▶ _OBJECTIVE_
Copy out exactly the lines from the line containing "TARGET = bamboo pole" to the end of the listing.

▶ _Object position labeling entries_
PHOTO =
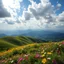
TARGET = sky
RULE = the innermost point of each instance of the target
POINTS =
(32, 14)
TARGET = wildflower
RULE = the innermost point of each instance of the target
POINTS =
(49, 53)
(37, 56)
(58, 51)
(44, 60)
(12, 61)
(42, 51)
(54, 61)
(20, 59)
(63, 43)
(43, 55)
(48, 58)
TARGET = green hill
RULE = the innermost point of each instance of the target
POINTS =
(13, 41)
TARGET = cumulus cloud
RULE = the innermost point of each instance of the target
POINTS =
(36, 16)
(3, 11)
(44, 13)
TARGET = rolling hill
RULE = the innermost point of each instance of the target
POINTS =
(10, 41)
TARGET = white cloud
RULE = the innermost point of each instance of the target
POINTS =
(37, 16)
(12, 6)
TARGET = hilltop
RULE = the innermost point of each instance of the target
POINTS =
(14, 41)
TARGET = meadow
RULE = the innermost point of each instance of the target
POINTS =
(34, 53)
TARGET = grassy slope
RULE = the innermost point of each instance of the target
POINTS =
(10, 41)
(36, 53)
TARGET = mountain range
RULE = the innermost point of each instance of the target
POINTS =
(46, 35)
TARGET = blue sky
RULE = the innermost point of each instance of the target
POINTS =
(31, 14)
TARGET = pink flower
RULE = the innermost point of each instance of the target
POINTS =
(63, 43)
(37, 56)
(54, 61)
(20, 59)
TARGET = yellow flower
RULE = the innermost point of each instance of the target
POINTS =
(44, 60)
(49, 53)
(43, 55)
(42, 51)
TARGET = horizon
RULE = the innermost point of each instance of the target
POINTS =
(32, 15)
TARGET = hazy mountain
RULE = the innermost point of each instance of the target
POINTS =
(41, 34)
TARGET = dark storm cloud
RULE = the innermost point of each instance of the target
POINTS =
(3, 11)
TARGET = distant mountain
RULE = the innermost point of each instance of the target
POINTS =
(46, 35)
(40, 34)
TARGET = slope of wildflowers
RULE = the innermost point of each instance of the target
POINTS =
(42, 53)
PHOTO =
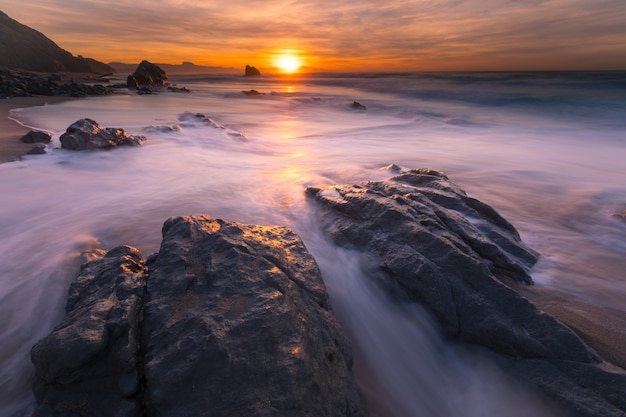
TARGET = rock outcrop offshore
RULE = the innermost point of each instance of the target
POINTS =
(459, 258)
(87, 134)
(226, 320)
(147, 74)
(251, 71)
(233, 319)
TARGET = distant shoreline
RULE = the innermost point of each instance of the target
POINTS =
(11, 147)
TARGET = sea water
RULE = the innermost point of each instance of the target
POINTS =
(547, 150)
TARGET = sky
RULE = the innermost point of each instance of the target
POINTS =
(343, 35)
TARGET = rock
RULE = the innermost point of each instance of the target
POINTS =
(226, 320)
(37, 150)
(358, 106)
(459, 258)
(90, 363)
(239, 323)
(148, 73)
(131, 83)
(35, 136)
(87, 134)
(251, 71)
(252, 93)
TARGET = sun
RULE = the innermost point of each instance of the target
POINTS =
(288, 63)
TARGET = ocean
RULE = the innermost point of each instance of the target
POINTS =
(545, 149)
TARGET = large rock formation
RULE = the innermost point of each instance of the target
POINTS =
(87, 134)
(458, 257)
(147, 74)
(227, 319)
(27, 49)
(91, 363)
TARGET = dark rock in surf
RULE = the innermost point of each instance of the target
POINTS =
(131, 83)
(150, 74)
(251, 71)
(35, 136)
(459, 258)
(358, 106)
(90, 364)
(86, 134)
(252, 93)
(178, 89)
(239, 323)
(234, 320)
(37, 150)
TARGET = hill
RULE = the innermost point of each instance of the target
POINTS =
(27, 49)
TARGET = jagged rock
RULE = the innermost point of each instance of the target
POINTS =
(89, 364)
(178, 89)
(239, 323)
(36, 136)
(131, 83)
(251, 71)
(457, 257)
(226, 320)
(86, 134)
(358, 106)
(252, 93)
(148, 73)
(37, 150)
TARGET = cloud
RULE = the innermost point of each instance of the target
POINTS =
(414, 33)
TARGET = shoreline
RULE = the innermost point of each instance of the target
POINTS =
(11, 148)
(601, 329)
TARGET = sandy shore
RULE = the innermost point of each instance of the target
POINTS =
(601, 329)
(10, 132)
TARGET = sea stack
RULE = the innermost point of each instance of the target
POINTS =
(251, 71)
(147, 74)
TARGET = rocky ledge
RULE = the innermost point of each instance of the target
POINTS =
(460, 259)
(232, 319)
(87, 134)
(226, 320)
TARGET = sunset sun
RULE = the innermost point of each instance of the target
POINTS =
(288, 63)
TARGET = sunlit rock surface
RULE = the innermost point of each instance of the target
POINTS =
(87, 134)
(234, 320)
(458, 257)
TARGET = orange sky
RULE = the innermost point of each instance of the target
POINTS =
(394, 35)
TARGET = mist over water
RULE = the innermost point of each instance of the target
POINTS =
(548, 151)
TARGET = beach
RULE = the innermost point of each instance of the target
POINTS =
(10, 131)
(248, 159)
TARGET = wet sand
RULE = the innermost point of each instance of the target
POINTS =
(10, 131)
(603, 330)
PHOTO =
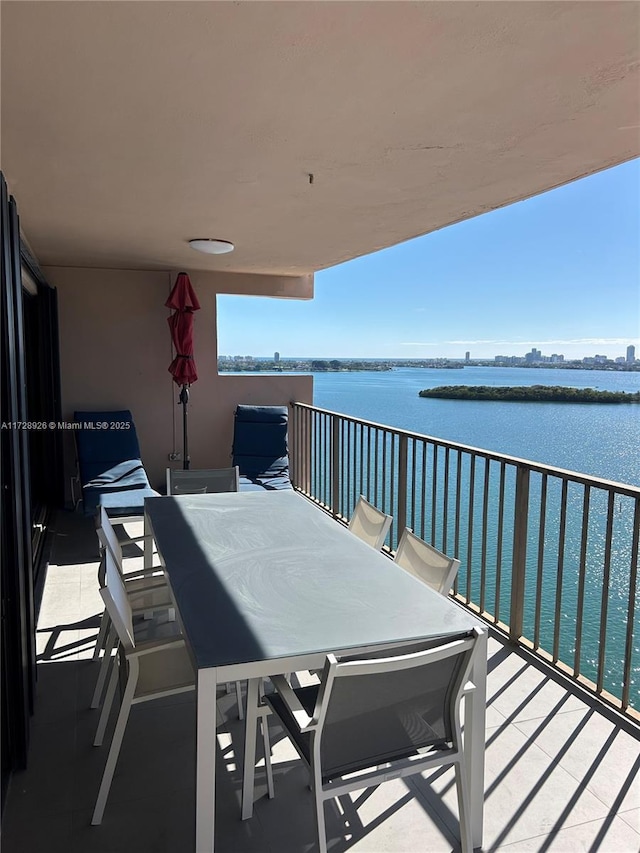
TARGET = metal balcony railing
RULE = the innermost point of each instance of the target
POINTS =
(548, 556)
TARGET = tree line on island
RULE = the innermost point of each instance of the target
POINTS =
(529, 393)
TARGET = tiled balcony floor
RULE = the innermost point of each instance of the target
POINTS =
(560, 775)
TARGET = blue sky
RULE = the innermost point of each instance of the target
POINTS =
(560, 272)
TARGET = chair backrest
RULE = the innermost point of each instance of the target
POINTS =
(369, 523)
(382, 709)
(107, 537)
(424, 561)
(207, 480)
(116, 601)
(101, 448)
(260, 444)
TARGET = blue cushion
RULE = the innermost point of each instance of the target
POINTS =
(260, 445)
(128, 502)
(264, 484)
(129, 474)
(263, 414)
(111, 472)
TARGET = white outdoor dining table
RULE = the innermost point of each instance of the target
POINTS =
(265, 584)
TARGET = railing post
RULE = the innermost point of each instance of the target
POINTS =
(335, 466)
(401, 515)
(294, 443)
(520, 527)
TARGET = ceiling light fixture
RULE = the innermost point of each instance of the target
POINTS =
(212, 247)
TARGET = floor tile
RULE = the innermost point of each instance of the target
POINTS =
(611, 835)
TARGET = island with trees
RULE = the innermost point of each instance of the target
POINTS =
(529, 394)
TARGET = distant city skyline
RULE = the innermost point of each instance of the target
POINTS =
(278, 357)
(559, 272)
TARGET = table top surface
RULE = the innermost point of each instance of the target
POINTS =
(259, 576)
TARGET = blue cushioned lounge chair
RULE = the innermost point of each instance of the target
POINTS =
(260, 447)
(111, 472)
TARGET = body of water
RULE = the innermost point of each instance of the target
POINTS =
(602, 440)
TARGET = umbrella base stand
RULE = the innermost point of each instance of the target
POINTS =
(184, 401)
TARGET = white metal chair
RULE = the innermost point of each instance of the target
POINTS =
(369, 523)
(375, 719)
(154, 669)
(205, 480)
(431, 566)
(147, 591)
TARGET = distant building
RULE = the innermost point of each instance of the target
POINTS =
(534, 356)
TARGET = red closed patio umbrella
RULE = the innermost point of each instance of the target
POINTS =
(183, 367)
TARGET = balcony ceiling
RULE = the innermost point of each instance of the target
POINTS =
(130, 127)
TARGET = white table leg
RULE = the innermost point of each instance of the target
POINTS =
(475, 706)
(206, 760)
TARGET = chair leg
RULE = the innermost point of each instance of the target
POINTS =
(107, 704)
(239, 700)
(102, 635)
(114, 750)
(464, 809)
(264, 725)
(318, 807)
(249, 769)
(104, 667)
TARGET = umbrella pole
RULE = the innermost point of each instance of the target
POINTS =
(184, 399)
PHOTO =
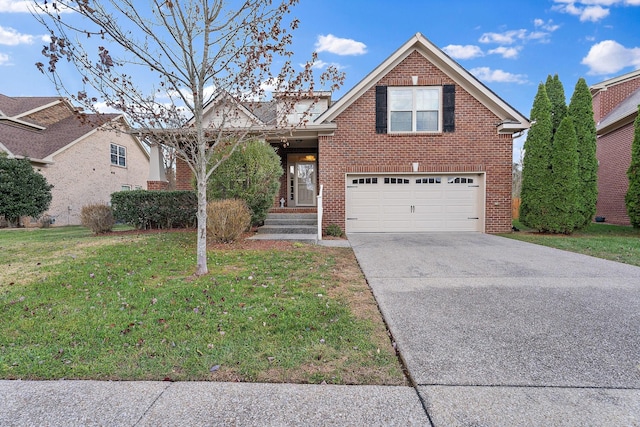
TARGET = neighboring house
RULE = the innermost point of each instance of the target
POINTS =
(615, 107)
(418, 145)
(85, 159)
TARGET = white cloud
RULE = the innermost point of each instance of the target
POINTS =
(488, 75)
(463, 52)
(547, 26)
(11, 37)
(508, 37)
(340, 46)
(609, 57)
(591, 10)
(28, 6)
(593, 13)
(506, 52)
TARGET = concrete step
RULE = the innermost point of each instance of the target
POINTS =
(288, 229)
(297, 237)
(292, 215)
(291, 221)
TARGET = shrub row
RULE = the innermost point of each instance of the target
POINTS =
(227, 219)
(155, 209)
(98, 218)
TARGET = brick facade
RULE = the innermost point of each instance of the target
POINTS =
(355, 147)
(614, 157)
(474, 146)
(184, 177)
(157, 185)
(614, 148)
(604, 101)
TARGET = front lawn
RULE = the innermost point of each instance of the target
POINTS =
(612, 242)
(126, 307)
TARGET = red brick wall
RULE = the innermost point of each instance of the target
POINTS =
(614, 95)
(157, 185)
(183, 176)
(474, 146)
(614, 157)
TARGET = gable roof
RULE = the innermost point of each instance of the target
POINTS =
(512, 120)
(622, 114)
(29, 126)
(17, 107)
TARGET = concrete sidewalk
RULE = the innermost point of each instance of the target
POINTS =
(497, 332)
(493, 332)
(102, 403)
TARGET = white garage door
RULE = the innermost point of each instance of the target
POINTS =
(412, 203)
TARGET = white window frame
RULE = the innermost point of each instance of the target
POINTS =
(414, 110)
(121, 154)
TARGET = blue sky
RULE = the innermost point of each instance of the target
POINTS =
(511, 46)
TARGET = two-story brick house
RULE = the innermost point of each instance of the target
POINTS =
(418, 145)
(615, 107)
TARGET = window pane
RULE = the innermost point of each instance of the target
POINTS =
(426, 121)
(427, 99)
(400, 99)
(400, 121)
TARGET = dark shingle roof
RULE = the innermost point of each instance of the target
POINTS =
(36, 143)
(626, 108)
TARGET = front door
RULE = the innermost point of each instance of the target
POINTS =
(305, 184)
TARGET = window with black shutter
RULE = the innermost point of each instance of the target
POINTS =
(411, 109)
(381, 109)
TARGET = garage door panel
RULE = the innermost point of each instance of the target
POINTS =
(419, 203)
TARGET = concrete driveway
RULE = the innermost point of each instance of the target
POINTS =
(498, 332)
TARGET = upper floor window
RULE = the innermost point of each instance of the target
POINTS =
(407, 109)
(414, 109)
(118, 155)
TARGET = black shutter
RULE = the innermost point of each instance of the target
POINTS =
(381, 109)
(448, 108)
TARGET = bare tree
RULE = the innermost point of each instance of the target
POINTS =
(197, 52)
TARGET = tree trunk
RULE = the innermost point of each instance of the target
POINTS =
(201, 184)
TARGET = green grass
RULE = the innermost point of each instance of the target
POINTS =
(612, 242)
(127, 307)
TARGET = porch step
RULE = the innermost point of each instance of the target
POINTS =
(307, 238)
(293, 221)
(288, 229)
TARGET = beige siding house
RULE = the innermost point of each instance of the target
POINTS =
(85, 159)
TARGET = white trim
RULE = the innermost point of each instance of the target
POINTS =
(22, 122)
(43, 107)
(602, 86)
(481, 199)
(99, 128)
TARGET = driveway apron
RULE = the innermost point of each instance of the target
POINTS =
(495, 331)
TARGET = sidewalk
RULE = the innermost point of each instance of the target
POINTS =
(97, 403)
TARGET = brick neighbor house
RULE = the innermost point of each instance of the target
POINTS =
(418, 145)
(85, 160)
(615, 107)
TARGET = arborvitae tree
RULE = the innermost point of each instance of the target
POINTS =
(555, 92)
(537, 163)
(581, 112)
(563, 192)
(632, 199)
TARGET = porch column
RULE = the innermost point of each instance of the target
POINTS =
(157, 177)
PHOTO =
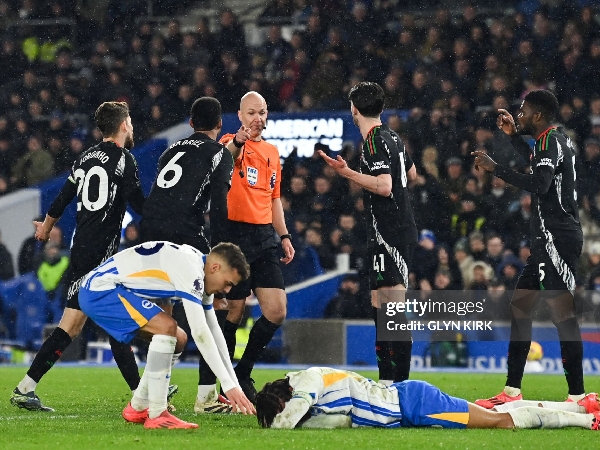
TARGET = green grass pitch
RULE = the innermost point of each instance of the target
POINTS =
(88, 403)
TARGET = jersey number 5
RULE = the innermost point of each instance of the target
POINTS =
(83, 187)
(177, 170)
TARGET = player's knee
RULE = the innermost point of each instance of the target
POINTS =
(181, 340)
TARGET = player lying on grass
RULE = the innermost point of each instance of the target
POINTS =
(117, 296)
(321, 397)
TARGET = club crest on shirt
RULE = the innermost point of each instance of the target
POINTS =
(198, 286)
(252, 173)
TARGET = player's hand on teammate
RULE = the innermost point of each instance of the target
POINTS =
(483, 161)
(239, 401)
(242, 135)
(288, 250)
(339, 164)
(506, 122)
(41, 234)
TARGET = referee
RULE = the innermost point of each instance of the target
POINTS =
(255, 213)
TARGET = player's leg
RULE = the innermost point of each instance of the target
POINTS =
(523, 302)
(51, 350)
(560, 264)
(388, 278)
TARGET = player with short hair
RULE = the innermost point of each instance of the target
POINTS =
(321, 397)
(194, 176)
(104, 178)
(557, 239)
(118, 296)
(255, 214)
(385, 170)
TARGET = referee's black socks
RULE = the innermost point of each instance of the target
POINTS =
(261, 334)
(51, 350)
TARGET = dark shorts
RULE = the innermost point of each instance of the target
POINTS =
(260, 247)
(150, 231)
(83, 261)
(552, 267)
(389, 266)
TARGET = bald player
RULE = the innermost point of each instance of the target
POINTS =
(255, 216)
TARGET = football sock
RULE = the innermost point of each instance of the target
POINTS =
(571, 349)
(559, 406)
(207, 377)
(51, 350)
(26, 385)
(382, 354)
(158, 370)
(400, 355)
(229, 330)
(531, 417)
(511, 391)
(207, 393)
(261, 334)
(125, 360)
(175, 358)
(518, 348)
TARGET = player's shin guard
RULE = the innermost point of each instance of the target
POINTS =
(518, 348)
(383, 354)
(207, 377)
(571, 349)
(532, 417)
(261, 334)
(125, 360)
(50, 352)
(158, 372)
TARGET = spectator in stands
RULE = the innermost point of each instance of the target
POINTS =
(35, 166)
(347, 303)
(494, 251)
(314, 238)
(469, 219)
(7, 269)
(425, 260)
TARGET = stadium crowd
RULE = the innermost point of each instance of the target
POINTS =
(448, 74)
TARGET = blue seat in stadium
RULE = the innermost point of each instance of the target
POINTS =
(32, 311)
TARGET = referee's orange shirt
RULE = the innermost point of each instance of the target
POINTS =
(249, 199)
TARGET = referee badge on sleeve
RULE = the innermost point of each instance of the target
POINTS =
(252, 175)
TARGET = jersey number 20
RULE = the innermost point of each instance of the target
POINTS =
(83, 187)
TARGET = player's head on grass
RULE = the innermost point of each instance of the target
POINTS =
(225, 267)
(537, 112)
(367, 99)
(112, 119)
(205, 114)
(271, 400)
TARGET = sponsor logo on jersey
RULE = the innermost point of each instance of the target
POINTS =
(198, 286)
(379, 165)
(545, 162)
(252, 173)
(147, 304)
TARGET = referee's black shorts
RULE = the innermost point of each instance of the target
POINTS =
(260, 247)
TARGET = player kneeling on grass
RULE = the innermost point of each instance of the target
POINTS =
(117, 296)
(321, 397)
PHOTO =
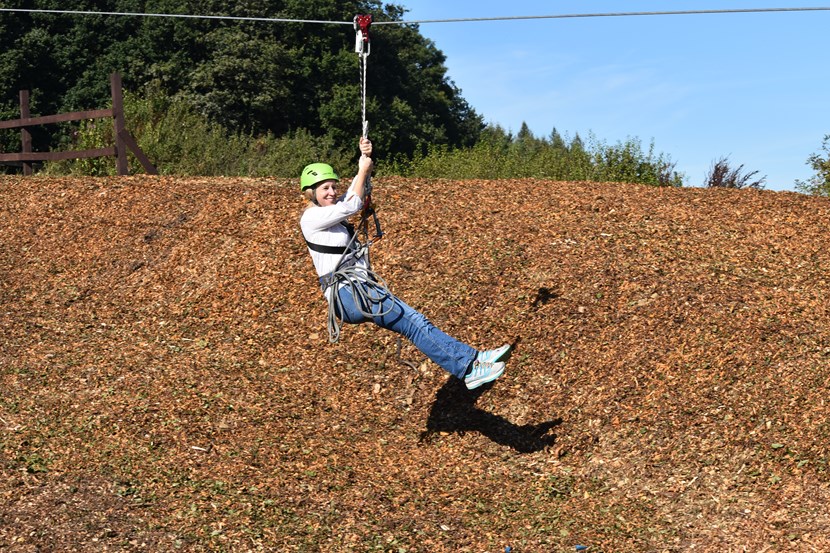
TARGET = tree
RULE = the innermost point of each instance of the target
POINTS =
(722, 176)
(249, 76)
(818, 184)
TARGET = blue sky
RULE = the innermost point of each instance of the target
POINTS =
(753, 87)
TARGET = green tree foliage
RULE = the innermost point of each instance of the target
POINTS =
(818, 184)
(248, 76)
(499, 155)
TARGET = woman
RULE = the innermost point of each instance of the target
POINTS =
(356, 295)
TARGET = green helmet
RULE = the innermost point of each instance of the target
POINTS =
(316, 173)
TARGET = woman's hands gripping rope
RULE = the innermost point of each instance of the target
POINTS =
(366, 286)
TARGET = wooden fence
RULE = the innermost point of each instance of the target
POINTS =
(123, 139)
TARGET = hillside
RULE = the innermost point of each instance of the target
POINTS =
(166, 382)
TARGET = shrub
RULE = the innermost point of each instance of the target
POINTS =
(722, 176)
(818, 184)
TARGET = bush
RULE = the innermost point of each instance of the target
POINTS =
(722, 176)
(818, 184)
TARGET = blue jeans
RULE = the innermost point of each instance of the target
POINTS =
(444, 350)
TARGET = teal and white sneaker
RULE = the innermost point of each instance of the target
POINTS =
(483, 372)
(488, 366)
(495, 355)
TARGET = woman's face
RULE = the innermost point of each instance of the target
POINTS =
(326, 193)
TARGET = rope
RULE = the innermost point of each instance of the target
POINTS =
(364, 66)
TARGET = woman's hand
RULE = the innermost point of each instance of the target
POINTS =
(365, 147)
(365, 163)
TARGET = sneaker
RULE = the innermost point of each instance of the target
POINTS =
(495, 355)
(483, 372)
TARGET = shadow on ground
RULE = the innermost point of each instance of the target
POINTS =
(454, 410)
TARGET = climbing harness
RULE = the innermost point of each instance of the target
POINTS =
(366, 286)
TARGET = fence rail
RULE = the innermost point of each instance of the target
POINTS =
(123, 139)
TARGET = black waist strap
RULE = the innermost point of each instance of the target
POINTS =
(334, 250)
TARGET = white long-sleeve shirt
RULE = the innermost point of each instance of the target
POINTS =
(323, 225)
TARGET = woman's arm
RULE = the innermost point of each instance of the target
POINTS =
(364, 168)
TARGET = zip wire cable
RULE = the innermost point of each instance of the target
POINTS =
(607, 14)
(459, 20)
(181, 16)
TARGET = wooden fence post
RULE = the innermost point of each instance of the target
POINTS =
(25, 135)
(119, 124)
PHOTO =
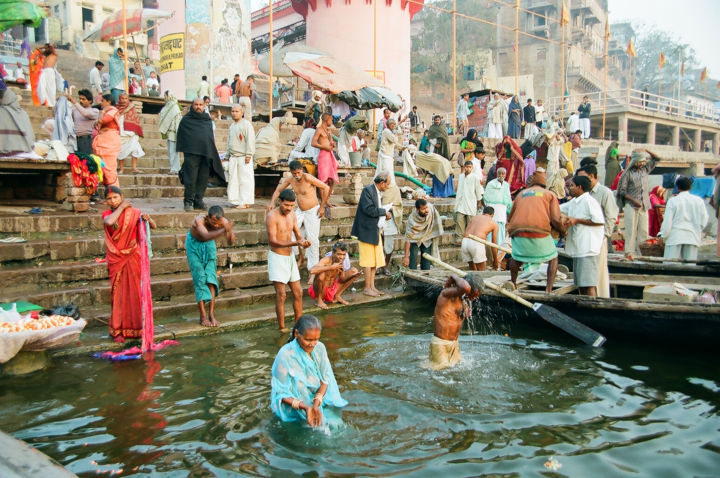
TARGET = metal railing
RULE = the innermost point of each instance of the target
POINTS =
(637, 100)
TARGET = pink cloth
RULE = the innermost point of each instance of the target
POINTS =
(327, 166)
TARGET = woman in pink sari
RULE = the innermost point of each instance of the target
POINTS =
(107, 142)
(128, 266)
(657, 209)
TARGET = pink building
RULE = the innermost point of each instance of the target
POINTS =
(344, 28)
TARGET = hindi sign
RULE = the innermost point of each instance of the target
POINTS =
(172, 52)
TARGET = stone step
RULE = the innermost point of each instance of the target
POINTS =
(164, 286)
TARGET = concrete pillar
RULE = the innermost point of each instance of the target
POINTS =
(676, 136)
(697, 140)
(651, 132)
(622, 128)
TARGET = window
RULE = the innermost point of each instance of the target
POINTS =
(88, 15)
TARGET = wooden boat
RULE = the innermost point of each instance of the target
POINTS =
(619, 265)
(623, 317)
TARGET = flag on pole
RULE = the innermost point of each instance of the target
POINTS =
(564, 15)
(631, 49)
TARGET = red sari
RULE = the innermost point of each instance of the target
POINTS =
(123, 258)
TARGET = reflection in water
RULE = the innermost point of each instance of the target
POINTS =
(202, 408)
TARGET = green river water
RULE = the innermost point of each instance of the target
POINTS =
(201, 409)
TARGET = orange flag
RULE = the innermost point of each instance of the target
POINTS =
(631, 49)
(564, 15)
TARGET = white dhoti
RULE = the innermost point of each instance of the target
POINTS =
(47, 87)
(495, 130)
(444, 353)
(385, 165)
(130, 146)
(241, 181)
(309, 225)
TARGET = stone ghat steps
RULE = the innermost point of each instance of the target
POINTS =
(56, 261)
(60, 222)
(164, 286)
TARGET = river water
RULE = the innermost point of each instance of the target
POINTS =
(532, 404)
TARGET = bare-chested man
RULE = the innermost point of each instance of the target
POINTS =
(472, 251)
(327, 164)
(47, 85)
(202, 258)
(452, 307)
(309, 212)
(332, 278)
(282, 268)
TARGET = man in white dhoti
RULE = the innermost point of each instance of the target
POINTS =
(309, 212)
(497, 115)
(240, 150)
(685, 218)
(386, 154)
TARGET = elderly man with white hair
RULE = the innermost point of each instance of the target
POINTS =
(386, 154)
(633, 197)
(497, 196)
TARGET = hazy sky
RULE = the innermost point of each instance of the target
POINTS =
(692, 21)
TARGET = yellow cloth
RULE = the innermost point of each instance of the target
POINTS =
(444, 353)
(371, 255)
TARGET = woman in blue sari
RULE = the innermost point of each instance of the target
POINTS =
(303, 383)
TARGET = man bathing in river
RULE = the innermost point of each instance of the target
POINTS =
(202, 258)
(282, 267)
(309, 212)
(452, 307)
(331, 278)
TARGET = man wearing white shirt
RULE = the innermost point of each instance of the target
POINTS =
(584, 241)
(95, 79)
(685, 218)
(468, 200)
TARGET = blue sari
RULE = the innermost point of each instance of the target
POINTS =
(295, 374)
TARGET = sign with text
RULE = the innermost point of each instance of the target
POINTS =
(172, 52)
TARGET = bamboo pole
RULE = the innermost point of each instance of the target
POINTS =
(271, 60)
(454, 66)
(517, 47)
(562, 73)
(607, 39)
(374, 58)
(124, 5)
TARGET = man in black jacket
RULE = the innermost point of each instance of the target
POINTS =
(196, 139)
(529, 116)
(366, 229)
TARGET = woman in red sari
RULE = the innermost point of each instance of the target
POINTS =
(124, 249)
(657, 209)
(509, 156)
(107, 142)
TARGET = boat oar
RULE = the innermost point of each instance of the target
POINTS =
(491, 244)
(550, 314)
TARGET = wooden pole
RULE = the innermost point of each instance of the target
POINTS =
(562, 72)
(374, 57)
(271, 60)
(454, 67)
(607, 39)
(124, 5)
(517, 47)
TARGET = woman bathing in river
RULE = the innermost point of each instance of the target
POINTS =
(303, 383)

▶ _REPLY TO THE TASK_
TARGET = bamboo pole
RULE = the innermost point of each instance of the target
POINTS =
(271, 60)
(454, 66)
(517, 47)
(562, 73)
(607, 39)
(374, 58)
(124, 5)
TARGET = man in black jacket
RULE = the innermost point of each instance of the target
POINTS =
(196, 139)
(529, 116)
(366, 229)
TARGET = woman in red sari
RULE = the innermost point of each instance of the target
POINTS =
(124, 249)
(657, 209)
(509, 156)
(107, 142)
TARGET = boat oar
RULE = the innermost point of each instance of the target
POINTS =
(491, 244)
(550, 314)
TARGET = wooden pole
RULE = the innermost point of each instance of the target
POINTS =
(562, 72)
(374, 57)
(271, 60)
(454, 67)
(607, 39)
(124, 5)
(517, 47)
TARGET = woman bathing in river
RULE = the innermost point of each instance of the target
POINTS =
(303, 383)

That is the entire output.